_WRITTEN TASK_
Show every line in the records below that contains the word "power", copying each such line in full.
========================================================================
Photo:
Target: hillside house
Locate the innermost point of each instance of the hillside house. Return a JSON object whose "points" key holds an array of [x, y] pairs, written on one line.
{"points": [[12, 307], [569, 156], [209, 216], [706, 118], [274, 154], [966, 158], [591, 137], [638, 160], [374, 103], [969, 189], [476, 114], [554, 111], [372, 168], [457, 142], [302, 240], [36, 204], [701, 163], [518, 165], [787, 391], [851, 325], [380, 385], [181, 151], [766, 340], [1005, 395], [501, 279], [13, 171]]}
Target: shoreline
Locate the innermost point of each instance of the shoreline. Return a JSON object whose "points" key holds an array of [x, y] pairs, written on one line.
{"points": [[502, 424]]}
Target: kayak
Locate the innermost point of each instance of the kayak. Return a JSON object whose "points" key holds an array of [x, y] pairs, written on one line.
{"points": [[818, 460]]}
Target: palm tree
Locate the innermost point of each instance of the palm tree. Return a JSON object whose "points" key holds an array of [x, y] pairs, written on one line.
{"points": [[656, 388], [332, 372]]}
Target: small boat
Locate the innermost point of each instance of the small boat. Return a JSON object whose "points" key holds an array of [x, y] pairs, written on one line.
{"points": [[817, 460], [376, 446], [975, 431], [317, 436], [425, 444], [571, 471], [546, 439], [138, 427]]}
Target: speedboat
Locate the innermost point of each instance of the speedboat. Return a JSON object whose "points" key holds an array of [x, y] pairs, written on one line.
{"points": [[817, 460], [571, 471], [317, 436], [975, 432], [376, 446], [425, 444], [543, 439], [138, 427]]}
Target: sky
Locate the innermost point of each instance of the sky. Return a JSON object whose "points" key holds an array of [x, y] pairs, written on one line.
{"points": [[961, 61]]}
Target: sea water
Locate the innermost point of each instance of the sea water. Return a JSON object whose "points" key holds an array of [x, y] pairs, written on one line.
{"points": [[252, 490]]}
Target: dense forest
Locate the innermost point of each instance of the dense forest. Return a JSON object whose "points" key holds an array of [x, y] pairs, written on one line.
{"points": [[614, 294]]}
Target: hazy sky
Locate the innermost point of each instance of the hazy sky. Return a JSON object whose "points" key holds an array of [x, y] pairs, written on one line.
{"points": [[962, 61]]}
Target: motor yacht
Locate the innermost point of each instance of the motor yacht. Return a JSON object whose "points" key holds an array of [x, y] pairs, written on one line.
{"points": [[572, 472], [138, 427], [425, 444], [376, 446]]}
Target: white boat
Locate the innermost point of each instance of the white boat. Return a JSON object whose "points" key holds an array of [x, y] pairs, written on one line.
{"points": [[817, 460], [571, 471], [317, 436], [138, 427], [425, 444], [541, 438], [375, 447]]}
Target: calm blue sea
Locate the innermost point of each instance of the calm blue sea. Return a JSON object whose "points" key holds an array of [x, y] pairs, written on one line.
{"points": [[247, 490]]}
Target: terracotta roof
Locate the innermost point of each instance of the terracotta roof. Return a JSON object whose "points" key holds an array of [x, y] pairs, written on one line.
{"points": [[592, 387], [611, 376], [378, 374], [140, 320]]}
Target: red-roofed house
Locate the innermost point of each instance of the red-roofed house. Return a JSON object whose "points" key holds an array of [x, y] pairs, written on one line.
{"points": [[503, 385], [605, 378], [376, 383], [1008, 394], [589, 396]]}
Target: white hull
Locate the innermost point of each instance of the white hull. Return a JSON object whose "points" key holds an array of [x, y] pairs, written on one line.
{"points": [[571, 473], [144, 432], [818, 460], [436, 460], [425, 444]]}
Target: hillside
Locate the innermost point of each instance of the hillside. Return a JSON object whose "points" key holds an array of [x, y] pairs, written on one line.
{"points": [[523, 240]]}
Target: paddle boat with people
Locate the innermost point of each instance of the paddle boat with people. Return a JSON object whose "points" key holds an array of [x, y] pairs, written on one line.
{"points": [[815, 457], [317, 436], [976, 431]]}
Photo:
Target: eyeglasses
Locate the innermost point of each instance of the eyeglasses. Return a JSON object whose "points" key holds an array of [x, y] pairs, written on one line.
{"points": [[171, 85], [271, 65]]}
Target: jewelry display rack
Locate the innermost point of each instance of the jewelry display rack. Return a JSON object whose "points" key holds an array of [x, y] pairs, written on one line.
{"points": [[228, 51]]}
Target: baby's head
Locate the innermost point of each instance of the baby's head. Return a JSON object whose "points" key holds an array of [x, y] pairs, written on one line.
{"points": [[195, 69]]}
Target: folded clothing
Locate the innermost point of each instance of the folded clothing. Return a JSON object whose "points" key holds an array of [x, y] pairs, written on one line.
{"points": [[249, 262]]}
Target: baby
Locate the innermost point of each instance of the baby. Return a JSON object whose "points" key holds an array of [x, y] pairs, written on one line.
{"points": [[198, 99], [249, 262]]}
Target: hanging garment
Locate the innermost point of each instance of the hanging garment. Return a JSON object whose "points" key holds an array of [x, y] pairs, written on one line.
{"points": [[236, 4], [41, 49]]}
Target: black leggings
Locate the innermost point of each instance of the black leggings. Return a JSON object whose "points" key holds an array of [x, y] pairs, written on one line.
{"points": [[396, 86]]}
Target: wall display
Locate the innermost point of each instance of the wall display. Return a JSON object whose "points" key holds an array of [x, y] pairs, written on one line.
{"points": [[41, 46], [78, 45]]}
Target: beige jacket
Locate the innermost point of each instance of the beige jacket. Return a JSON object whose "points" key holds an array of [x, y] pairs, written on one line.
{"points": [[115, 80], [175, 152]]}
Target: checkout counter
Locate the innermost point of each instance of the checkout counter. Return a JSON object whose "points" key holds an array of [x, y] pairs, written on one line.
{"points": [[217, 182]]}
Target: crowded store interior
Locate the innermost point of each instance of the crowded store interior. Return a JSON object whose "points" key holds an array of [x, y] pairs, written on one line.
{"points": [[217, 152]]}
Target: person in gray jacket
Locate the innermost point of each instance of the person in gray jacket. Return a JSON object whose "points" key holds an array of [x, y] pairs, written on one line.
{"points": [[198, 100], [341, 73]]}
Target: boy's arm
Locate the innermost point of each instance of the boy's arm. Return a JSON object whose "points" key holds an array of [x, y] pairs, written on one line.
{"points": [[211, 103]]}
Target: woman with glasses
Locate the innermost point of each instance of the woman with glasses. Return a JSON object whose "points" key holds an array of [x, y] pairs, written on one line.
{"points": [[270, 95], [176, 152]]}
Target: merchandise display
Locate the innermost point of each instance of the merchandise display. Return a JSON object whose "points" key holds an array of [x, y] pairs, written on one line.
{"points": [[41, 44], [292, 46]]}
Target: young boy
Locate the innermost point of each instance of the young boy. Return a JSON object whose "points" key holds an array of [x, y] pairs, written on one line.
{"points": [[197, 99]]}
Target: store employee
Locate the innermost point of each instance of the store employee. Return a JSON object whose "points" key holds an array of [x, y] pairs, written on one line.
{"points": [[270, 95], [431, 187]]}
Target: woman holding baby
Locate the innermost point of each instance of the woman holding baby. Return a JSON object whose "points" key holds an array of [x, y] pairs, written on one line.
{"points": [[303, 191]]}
========================================================================
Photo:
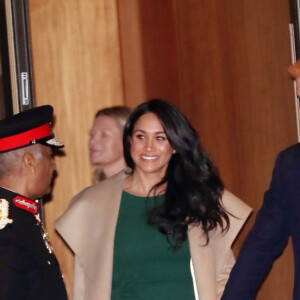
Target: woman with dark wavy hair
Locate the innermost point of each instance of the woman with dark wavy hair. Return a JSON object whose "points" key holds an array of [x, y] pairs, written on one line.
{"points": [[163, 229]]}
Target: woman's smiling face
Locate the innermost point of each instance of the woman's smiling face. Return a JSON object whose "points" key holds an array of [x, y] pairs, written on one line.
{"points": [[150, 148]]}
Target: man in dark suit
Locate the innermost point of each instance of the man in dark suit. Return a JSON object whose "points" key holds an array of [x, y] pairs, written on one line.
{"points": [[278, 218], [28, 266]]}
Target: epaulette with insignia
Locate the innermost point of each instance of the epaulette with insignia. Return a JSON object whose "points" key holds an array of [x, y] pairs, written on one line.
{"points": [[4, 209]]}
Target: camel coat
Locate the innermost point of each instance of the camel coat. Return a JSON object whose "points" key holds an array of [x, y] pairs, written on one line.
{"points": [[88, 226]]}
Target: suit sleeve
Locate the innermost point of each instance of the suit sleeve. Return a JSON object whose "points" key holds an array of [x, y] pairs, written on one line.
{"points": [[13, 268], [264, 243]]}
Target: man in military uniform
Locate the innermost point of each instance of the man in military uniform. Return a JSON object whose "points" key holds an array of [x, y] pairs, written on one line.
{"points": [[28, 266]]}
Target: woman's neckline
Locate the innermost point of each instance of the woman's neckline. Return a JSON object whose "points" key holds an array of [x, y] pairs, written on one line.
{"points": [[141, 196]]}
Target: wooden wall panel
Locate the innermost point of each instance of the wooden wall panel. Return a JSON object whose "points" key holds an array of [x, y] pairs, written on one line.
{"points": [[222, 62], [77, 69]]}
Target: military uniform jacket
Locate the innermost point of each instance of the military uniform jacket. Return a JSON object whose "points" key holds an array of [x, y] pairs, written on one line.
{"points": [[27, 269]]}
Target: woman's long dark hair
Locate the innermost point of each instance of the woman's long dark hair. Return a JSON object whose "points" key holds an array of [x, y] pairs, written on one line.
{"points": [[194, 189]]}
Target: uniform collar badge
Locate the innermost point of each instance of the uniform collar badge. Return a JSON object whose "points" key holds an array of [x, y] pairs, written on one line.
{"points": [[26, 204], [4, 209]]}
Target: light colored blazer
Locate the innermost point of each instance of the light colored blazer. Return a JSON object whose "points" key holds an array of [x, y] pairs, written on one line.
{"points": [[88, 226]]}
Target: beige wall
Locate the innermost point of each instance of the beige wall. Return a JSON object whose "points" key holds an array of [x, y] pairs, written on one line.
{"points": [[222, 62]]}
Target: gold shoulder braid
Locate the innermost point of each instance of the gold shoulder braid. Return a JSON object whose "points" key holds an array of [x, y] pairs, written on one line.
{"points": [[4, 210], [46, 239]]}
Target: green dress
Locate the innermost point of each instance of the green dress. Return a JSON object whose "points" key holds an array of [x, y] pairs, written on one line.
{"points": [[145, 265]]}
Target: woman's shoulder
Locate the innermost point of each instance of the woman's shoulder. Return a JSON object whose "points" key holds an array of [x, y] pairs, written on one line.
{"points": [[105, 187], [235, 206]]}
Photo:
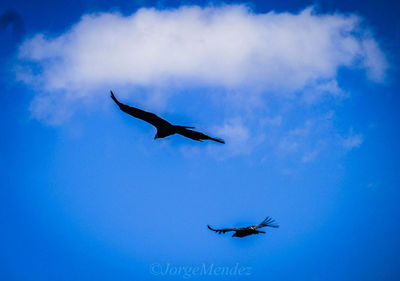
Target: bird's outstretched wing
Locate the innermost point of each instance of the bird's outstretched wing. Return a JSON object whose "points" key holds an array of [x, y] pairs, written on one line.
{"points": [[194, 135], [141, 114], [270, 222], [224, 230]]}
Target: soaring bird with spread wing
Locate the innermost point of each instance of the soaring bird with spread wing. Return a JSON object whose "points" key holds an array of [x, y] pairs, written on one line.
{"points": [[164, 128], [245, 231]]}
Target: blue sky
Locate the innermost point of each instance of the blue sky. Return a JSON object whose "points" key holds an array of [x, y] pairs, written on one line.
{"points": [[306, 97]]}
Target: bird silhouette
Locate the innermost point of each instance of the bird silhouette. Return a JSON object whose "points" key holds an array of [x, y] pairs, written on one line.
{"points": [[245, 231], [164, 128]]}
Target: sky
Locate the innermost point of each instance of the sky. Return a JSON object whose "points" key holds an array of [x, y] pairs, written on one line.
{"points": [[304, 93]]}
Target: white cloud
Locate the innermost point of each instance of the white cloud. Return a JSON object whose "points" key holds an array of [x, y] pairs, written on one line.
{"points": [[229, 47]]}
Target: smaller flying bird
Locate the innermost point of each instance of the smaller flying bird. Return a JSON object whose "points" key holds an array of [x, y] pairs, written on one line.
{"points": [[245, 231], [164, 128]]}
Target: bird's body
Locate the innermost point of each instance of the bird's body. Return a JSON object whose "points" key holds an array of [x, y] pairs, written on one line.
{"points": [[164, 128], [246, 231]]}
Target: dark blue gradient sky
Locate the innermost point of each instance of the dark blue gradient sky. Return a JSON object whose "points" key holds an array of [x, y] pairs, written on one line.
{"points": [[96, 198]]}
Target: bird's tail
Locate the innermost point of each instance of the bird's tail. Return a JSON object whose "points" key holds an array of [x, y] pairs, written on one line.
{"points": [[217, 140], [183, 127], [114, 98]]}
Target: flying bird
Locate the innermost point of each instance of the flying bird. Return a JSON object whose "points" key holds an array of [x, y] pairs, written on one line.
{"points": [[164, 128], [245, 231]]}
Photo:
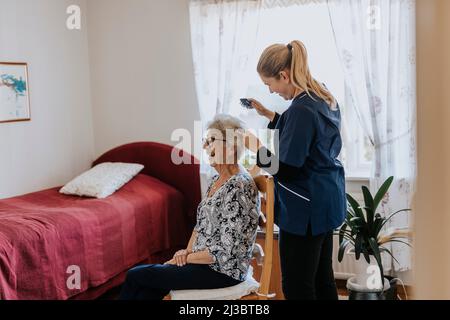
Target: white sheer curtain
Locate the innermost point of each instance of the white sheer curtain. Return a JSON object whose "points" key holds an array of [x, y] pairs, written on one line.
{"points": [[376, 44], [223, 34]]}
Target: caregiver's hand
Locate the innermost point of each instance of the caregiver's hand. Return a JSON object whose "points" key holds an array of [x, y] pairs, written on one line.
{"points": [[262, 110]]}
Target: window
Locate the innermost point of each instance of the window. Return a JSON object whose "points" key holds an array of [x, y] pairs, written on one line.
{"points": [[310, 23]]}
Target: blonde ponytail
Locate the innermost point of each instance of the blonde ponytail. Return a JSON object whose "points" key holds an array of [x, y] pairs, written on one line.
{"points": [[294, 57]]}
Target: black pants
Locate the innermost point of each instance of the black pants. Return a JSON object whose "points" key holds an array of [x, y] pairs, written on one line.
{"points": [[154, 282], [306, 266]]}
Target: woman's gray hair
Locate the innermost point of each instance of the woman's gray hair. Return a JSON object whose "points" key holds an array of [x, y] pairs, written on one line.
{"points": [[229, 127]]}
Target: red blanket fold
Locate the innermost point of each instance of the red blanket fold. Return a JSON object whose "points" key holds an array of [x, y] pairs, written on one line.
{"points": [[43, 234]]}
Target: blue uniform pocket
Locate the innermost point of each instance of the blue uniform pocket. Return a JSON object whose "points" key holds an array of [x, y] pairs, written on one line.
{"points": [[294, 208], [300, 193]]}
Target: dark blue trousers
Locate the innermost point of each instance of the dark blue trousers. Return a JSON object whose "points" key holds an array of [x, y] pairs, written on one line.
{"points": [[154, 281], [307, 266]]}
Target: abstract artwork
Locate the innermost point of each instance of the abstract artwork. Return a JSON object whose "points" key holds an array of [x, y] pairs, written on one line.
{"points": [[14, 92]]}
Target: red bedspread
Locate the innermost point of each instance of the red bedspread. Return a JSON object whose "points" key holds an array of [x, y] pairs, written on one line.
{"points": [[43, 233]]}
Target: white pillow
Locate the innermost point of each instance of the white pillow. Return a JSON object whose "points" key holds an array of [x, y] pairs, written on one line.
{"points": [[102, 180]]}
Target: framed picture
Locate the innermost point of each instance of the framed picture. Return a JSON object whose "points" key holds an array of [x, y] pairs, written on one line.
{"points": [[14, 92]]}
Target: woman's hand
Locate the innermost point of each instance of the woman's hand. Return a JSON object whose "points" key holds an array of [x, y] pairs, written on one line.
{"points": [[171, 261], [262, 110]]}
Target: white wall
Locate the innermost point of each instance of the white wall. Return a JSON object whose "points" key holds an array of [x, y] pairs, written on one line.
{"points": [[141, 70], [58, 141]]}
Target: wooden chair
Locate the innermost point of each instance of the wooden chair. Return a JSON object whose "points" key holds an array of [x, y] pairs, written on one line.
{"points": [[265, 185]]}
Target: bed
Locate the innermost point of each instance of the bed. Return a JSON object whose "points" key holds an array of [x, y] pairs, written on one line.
========================================================================
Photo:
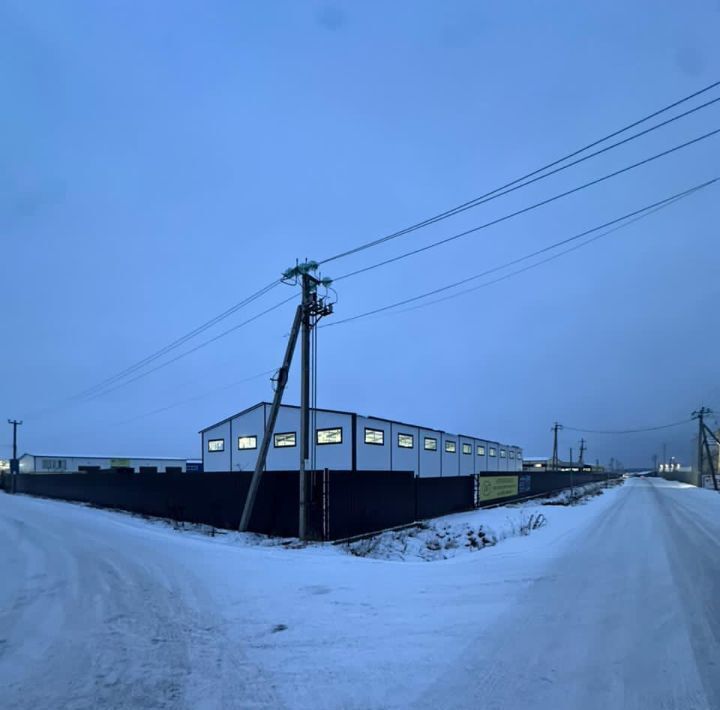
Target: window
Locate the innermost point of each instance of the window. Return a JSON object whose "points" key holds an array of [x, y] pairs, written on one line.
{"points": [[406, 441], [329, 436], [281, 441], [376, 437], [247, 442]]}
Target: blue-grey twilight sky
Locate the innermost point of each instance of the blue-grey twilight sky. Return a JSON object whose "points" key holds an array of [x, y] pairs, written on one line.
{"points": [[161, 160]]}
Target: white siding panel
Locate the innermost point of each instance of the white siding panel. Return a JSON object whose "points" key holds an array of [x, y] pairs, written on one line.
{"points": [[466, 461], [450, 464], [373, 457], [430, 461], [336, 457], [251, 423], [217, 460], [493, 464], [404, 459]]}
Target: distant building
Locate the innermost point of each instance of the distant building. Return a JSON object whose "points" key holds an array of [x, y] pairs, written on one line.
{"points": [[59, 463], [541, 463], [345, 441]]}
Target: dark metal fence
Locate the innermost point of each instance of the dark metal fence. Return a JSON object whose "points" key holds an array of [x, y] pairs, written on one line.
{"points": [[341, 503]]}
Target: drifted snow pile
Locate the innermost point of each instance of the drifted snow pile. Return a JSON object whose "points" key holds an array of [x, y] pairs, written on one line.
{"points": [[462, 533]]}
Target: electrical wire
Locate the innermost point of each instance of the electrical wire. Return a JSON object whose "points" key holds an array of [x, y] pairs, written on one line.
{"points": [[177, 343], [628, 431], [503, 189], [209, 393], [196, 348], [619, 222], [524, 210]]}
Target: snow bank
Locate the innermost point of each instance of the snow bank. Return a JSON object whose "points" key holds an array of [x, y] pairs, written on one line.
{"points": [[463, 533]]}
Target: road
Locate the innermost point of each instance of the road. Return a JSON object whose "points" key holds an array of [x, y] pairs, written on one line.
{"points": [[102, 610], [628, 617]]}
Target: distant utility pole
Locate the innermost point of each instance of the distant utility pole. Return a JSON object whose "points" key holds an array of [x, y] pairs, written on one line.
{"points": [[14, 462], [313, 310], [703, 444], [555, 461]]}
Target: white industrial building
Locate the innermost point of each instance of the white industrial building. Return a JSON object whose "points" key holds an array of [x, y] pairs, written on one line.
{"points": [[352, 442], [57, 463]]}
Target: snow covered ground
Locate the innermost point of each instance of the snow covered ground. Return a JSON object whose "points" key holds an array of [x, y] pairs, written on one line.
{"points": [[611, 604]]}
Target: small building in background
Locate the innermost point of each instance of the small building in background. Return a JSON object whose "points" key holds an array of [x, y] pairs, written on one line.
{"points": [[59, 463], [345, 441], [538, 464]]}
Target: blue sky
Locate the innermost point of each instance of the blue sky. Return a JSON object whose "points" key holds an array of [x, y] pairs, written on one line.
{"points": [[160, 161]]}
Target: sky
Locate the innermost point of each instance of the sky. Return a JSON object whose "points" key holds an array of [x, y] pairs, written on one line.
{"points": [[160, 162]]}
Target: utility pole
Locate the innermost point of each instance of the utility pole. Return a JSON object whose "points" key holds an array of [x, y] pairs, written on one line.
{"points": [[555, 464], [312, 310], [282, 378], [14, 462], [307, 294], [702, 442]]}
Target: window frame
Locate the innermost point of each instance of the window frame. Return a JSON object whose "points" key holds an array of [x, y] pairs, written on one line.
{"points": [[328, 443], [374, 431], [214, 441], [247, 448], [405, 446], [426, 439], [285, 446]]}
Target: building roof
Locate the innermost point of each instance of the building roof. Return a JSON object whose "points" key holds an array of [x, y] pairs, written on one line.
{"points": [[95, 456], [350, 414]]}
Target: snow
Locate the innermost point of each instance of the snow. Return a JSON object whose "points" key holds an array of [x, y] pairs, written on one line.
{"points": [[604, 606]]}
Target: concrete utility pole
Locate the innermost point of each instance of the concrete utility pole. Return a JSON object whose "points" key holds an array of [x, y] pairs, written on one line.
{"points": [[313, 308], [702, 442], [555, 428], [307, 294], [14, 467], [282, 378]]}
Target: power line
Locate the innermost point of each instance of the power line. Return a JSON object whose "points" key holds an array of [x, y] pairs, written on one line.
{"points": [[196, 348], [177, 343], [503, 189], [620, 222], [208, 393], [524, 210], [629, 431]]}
========================================================================
_WRITTEN RESPONSE_
Target: power line
Locate the innermost point of each instance of the power line. Return a JSON object whose "points" key holds an array of [x, y] pairs, written on one line.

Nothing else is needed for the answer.